Entries from a pointing dataset:
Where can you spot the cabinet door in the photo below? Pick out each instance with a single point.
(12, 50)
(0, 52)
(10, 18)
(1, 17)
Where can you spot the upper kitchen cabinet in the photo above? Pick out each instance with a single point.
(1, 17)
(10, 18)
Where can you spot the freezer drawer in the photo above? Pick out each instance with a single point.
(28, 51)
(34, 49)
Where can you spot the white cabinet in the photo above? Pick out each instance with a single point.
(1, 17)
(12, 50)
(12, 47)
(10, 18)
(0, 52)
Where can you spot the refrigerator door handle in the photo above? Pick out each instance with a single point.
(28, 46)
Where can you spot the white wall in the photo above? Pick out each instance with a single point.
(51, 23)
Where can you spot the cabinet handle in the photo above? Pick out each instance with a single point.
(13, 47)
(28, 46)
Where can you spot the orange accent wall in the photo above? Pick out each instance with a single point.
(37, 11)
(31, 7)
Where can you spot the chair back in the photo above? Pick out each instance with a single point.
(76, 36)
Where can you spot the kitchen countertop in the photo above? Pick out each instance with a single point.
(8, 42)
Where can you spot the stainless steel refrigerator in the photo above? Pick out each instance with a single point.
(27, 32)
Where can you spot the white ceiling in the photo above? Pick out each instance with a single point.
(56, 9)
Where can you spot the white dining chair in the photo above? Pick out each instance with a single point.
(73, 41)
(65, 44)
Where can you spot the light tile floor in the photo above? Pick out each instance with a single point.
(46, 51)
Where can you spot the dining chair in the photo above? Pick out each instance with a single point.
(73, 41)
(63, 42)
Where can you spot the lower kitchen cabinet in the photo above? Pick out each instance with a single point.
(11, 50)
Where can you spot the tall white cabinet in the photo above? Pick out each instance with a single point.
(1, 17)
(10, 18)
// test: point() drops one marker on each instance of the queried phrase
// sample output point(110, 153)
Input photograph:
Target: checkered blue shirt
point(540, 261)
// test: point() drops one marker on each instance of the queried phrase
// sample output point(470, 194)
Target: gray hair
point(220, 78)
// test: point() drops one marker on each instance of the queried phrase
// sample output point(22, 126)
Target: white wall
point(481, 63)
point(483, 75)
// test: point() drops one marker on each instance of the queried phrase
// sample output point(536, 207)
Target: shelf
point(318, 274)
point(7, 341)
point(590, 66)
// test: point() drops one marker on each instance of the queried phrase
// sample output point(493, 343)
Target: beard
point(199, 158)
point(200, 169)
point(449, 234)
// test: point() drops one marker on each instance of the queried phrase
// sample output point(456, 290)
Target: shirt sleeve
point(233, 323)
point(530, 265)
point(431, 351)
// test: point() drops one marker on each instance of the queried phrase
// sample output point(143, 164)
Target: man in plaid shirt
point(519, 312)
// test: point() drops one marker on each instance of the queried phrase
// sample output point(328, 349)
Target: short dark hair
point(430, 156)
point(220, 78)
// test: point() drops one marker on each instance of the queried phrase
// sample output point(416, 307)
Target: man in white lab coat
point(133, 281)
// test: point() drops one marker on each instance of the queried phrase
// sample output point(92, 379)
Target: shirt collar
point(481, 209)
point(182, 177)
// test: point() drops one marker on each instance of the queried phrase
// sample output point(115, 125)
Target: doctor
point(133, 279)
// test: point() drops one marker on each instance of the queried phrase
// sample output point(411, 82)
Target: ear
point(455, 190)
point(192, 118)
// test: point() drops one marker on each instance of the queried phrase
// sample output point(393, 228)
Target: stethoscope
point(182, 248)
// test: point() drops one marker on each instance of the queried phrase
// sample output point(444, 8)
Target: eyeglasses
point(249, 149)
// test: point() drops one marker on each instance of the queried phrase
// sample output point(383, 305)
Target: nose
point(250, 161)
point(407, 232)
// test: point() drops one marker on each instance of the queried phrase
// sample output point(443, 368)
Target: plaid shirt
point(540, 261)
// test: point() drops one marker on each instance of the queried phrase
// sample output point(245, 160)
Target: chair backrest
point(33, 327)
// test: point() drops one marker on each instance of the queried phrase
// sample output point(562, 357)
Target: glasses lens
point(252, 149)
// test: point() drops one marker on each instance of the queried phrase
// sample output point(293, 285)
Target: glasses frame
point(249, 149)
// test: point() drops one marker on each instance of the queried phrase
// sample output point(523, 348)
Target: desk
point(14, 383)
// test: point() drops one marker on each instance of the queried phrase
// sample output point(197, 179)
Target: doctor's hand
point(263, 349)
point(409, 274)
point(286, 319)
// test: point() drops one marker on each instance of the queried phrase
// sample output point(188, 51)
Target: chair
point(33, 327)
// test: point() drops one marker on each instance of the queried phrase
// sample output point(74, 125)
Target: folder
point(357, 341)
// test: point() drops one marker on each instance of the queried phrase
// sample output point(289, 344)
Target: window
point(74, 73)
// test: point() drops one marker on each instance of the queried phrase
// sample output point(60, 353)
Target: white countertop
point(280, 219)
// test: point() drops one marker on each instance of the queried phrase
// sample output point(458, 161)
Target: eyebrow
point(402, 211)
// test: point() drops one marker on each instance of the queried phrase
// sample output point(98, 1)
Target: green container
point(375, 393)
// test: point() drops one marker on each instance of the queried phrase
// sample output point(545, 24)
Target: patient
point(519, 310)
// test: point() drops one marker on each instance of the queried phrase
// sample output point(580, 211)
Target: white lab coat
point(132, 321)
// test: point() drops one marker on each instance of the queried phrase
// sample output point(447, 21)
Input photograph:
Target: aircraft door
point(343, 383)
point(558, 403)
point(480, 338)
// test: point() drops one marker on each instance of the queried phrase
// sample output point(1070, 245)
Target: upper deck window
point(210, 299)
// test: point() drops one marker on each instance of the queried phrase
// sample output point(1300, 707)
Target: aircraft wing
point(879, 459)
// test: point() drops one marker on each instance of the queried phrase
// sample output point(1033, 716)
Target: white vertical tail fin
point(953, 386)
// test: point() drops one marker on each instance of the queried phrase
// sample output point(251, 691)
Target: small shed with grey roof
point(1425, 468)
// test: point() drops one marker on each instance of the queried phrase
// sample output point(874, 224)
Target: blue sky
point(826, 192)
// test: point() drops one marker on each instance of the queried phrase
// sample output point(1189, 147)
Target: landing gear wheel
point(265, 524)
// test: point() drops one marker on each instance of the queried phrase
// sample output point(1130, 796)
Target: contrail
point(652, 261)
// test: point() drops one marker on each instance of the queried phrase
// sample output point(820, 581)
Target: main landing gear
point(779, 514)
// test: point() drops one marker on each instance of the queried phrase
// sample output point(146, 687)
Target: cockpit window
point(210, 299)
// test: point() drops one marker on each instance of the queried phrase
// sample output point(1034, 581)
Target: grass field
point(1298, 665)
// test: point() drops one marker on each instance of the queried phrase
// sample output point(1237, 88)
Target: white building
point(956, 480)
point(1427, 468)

#### REQUEST
Give the listing above again, word for word.

#### RESULT OF THE EXERCISE
Where can you spot the cabinet door in the photo below? Pick out each instance with a single point.
(12, 50)
(0, 52)
(10, 18)
(1, 17)
Where can you spot the upper kitchen cabinet in the photo above? Pick out each instance with a single point.
(1, 17)
(10, 18)
Where can you spot the freezer drawer in the photo above? Pick out each instance with a single point.
(28, 51)
(34, 49)
Where can you spot the white cabinet in the photo above? Pick out each instance with a single point.
(1, 17)
(12, 50)
(12, 47)
(10, 18)
(0, 52)
Where can you spot the refrigerator door handle in the photo above? Pick out each instance with a single point.
(28, 46)
Where can you spot the white wall in the photo above? Pick out each instance with a single point.
(51, 23)
Where can you spot the cabinet handle in the photo above? Pick out each instance with a single point.
(13, 47)
(28, 46)
Where can you spot the orange accent wall in the photo above? Pick out each instance with a single point.
(37, 11)
(31, 7)
Where can you spot the chair back in the photo above? Pick out each instance with a single point.
(76, 36)
Where can you spot the kitchen countertop in the photo above? Pick out each instance with a single point.
(8, 42)
Where can you spot the stainless steel refrigerator in the photo above? Pick out each instance with a single point.
(27, 32)
Where can you spot the white ceiling in the photo above? Pick out each instance with a single point.
(56, 9)
Where can you spot the white dining chair in the photo above? Pick out each instance with a single point.
(73, 41)
(65, 44)
Where can you spot the light tile floor in the photo above? Pick out each instance with a single point.
(46, 51)
Where can you spot the dining chair in the photo above? Pick out each instance with a single point.
(73, 41)
(63, 42)
Where can you spot the lower kitchen cabinet in the photo above? Pick out each instance with a single point.
(11, 50)
Where can you spot the tall white cabinet in the photo above? Pick out each instance with a single point.
(1, 17)
(10, 18)
// test: point() drops one marker on each instance of the queried phrase
// sample output point(110, 153)
Input photograph:
Target: checkered blue shirt
point(540, 261)
// test: point() drops one marker on each instance of the queried phrase
// sample output point(470, 194)
Target: gray hair
point(220, 78)
// test: point() drops one marker on each instance of the queried phrase
// sample output point(22, 126)
Target: white wall
point(481, 63)
point(483, 75)
// test: point() drops one marker on each instance of the queried phrase
// sample output point(536, 207)
Target: shelf
point(318, 274)
point(7, 341)
point(590, 66)
// test: point() drops one marker on each instance of the queried phrase
// sample output point(493, 343)
Target: beard
point(199, 158)
point(200, 169)
point(449, 234)
// test: point() drops one marker on each instance of the queried phrase
// sample output point(456, 290)
Target: shirt sleeve
point(233, 323)
point(530, 265)
point(431, 351)
// test: point() drops one marker on each instance of the queried phrase
// sample output point(143, 164)
Target: man in plaid shirt
point(519, 312)
// test: point() drops one marker on each instance of the queried phrase
// sample output point(328, 349)
Target: short dark hair
point(430, 156)
point(220, 78)
// test: point() drops one marker on each instance of the queried phrase
// sample output point(416, 307)
Target: man in white lab coat
point(133, 281)
// test: point() drops one marker on each instance of the queried phrase
// sample output point(92, 379)
Target: shirt collar
point(481, 209)
point(182, 177)
// test: point() drops one marker on each instance of the queried phrase
// sample output point(115, 125)
Target: doctor
point(133, 279)
// test: point() drops one marker on each instance of the queried phrase
// sample output point(411, 82)
Target: ear
point(455, 190)
point(192, 118)
// test: point() drops one marker on each instance of the queried phrase
// sample output point(393, 228)
Target: stethoscope
point(182, 248)
// test: point() drops one marker on each instance of the queried phrase
// sample output point(444, 8)
Target: eyeglasses
point(249, 149)
// test: point() drops one marker on each instance of the queried phrase
// sample output point(383, 305)
Target: nose
point(250, 161)
point(407, 232)
// test: point() drops one marker on each instance of the queried phrase
// sample output point(443, 368)
Target: plaid shirt
point(540, 261)
// test: point() drops one marker on each instance of the queried phrase
// sample output point(245, 160)
Target: chair backrest
point(33, 327)
// test: point() drops one marker on each instance of the queried phrase
// sample output point(562, 357)
Target: glasses lens
point(252, 149)
// test: point() drops one marker on each instance of the queried phrase
// sample output point(293, 285)
Target: glasses frame
point(249, 149)
// test: point() drops one marker on each instance of the queried phrase
// sample output point(523, 348)
Target: desk
point(14, 383)
// test: point() drops one marker on each instance of the queried phrase
// sample output point(197, 179)
Target: doctor's hand
point(263, 349)
point(409, 274)
point(286, 319)
// test: point() drops one marker on each instance of the queried phrase
// sample output point(188, 51)
Target: chair
point(33, 327)
// test: point() drops one marker on each instance of the queried phrase
// sample output point(74, 125)
Target: folder
point(357, 341)
// test: point() drops one marker on each instance of the queried phrase
// sample output point(289, 344)
Target: window
point(74, 73)
// test: point() drops one marker on each instance of the queried phrase
// sample output point(60, 353)
Target: white countertop
point(280, 219)
// test: point() drops one marker on each instance of the queried phrase
// sample output point(458, 161)
Target: eyebrow
point(402, 211)
// test: point() drops one marker on each instance of the queried phrase
// sample output point(98, 1)
Target: green container
point(375, 393)
// test: point() drops one marker on each instance of the queried phrase
// sample output point(545, 24)
Target: patient
point(519, 310)
// test: point() drops one marker on each instance of the queried phrase
// sample output point(580, 211)
Target: white lab coat
point(132, 321)
// test: point() drops one marker on each instance of the queried phrase
// sample output point(447, 21)
Input photograph:
Target: aircraft door
point(343, 383)
point(558, 403)
point(480, 338)
// test: point() drops one marker on each instance of the queried phrase
// sample output point(1070, 245)
Target: upper deck window
point(210, 299)
// test: point() drops one marker on each instance of the queried phrase
// sample output point(1300, 707)
Target: aircraft wing
point(879, 459)
// test: point() drops one marker on each instance of the queried phrase
// sample output point(1033, 716)
Target: white vertical tail fin
point(953, 386)
// test: point() drops one marker on each instance of the queried phrase
// sample output point(251, 691)
Target: small shed with grey roof
point(1425, 468)
// test: point() drops one marker on each instance of the queried phrase
// sample output point(874, 224)
Target: blue sky
point(826, 192)
// test: point() drops one marker on each instance of the queried phrase
// sample output point(1189, 147)
Target: landing gear wheel
point(265, 524)
// test: point() drops one marker on each instance of the queried phrase
// sample output point(1130, 796)
Target: contrail
point(652, 261)
// test: point() drops one marker on each instance of the queried phrase
// sample output point(820, 581)
Target: main landing gear
point(779, 514)
// test: point() drops one marker on each instance of the queried phrase
// sample output point(146, 687)
Target: cockpit window
point(210, 299)
// test: point() drops one marker on each instance of the queried phrase
// sample output point(1034, 581)
Target: grass field
point(1298, 665)
// test: point() drops one marker on each instance of the queried phrase
// sample output point(1237, 88)
Target: white building
point(956, 480)
point(1427, 468)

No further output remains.